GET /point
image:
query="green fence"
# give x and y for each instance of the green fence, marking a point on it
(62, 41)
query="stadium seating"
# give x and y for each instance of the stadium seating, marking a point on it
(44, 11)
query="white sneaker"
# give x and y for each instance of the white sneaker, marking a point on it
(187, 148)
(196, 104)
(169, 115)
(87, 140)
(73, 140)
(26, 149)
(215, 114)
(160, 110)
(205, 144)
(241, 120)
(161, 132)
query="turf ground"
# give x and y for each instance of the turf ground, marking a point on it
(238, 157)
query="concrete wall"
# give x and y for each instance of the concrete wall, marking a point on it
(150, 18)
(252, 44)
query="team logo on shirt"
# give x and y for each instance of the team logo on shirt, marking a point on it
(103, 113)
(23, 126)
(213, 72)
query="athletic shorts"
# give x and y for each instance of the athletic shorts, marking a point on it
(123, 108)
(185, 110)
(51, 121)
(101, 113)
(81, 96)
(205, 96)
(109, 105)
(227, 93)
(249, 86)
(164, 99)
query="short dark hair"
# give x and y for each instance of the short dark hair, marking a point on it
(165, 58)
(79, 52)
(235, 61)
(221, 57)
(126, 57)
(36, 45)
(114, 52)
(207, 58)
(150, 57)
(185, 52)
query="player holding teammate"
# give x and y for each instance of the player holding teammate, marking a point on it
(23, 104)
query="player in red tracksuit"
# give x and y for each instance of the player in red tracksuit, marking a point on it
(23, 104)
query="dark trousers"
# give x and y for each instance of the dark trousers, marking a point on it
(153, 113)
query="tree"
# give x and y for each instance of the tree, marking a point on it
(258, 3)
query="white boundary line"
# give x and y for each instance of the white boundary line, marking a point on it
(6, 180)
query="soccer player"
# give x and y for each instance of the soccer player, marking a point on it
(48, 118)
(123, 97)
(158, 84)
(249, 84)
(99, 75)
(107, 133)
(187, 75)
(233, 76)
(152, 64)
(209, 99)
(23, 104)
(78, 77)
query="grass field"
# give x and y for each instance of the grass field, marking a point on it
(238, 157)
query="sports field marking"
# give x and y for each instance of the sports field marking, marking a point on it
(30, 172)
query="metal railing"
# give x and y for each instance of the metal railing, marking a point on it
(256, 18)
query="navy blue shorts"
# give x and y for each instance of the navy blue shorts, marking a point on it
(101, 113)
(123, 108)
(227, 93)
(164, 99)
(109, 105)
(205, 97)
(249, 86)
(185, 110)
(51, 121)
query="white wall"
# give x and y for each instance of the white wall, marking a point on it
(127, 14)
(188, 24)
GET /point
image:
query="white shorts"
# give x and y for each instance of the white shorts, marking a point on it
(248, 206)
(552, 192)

WHAT YOU WILL DO: Write out every record verbatim.

CORRECT OUTPUT:
GET /point
image:
query="green fence"
# give x and y for each instance of the green fence, marking a point on it
(62, 41)
query="stadium seating"
# give x and y for each instance of the stadium seating, marking a point on it
(44, 11)
query="white sneaker"
# give x and y for each instance of the white sneaker, marking a point on it
(187, 148)
(196, 104)
(169, 115)
(87, 140)
(73, 140)
(26, 149)
(215, 114)
(160, 110)
(205, 144)
(241, 120)
(161, 132)
query="turf ground"
# give x and y for each instance of the turf ground, marking a point on it
(238, 157)
query="concrete wall"
# give x and y for each instance of the concrete wall, marking a point on it
(150, 18)
(252, 44)
query="team logo on shirt"
# give x and y for each instance of the team logo on shirt, marking a point on it
(103, 113)
(23, 126)
(213, 72)
query="athletic shorts"
# give x and y for each instance of the athletic shorts, marking a point on it
(123, 108)
(185, 110)
(51, 121)
(101, 113)
(81, 96)
(205, 96)
(109, 105)
(227, 93)
(249, 86)
(164, 99)
query="short dark hair"
# give x and y for each instance of the short dark hair, marking a point on it
(165, 58)
(79, 52)
(235, 61)
(221, 57)
(126, 57)
(36, 45)
(114, 52)
(207, 58)
(150, 57)
(185, 52)
query="player holding teammate"
# give x and y for each instance of the player holding teammate, marking a point on it
(23, 104)
query="player in red tracksuit"
# give x and y for each instance of the player in red tracksuit, marking a point on it
(23, 104)
query="dark trousers"
# give x and y for each instance of the dark trousers, marking a point on it
(153, 113)
query="tree"
# give x and y for each instance of the tree, marking a point on it
(258, 3)
query="white boundary line"
# give x and y for each instance of the white boundary line, marking a point on it
(6, 180)
query="soccer player"
# give x and y for each instance of the soccer player, marking a point on it
(48, 118)
(123, 97)
(158, 84)
(249, 84)
(99, 75)
(107, 133)
(187, 75)
(233, 76)
(152, 64)
(209, 99)
(23, 104)
(78, 77)
query="grass field"
# give x and y for each instance of the grass field, marking a point on it
(238, 157)
query="sports field marking"
# give x and y for each instance of the sports field marking, marking a point on it
(30, 172)
query="metal railing"
# give x and y for each instance of the metal railing, marking a point on it
(256, 18)
query="navy blue shorts"
# give x and y for each instance of the navy blue shorts, marking a point on it
(101, 113)
(123, 108)
(227, 93)
(164, 99)
(109, 105)
(205, 97)
(249, 86)
(185, 110)
(51, 121)
query="white wall"
# give x and y for each instance of the white wall, marking a point on it
(127, 14)
(188, 24)
GET /point
image:
query="white shorts"
# give x and y for each instance of the white shorts, marking a point on it
(248, 206)
(552, 192)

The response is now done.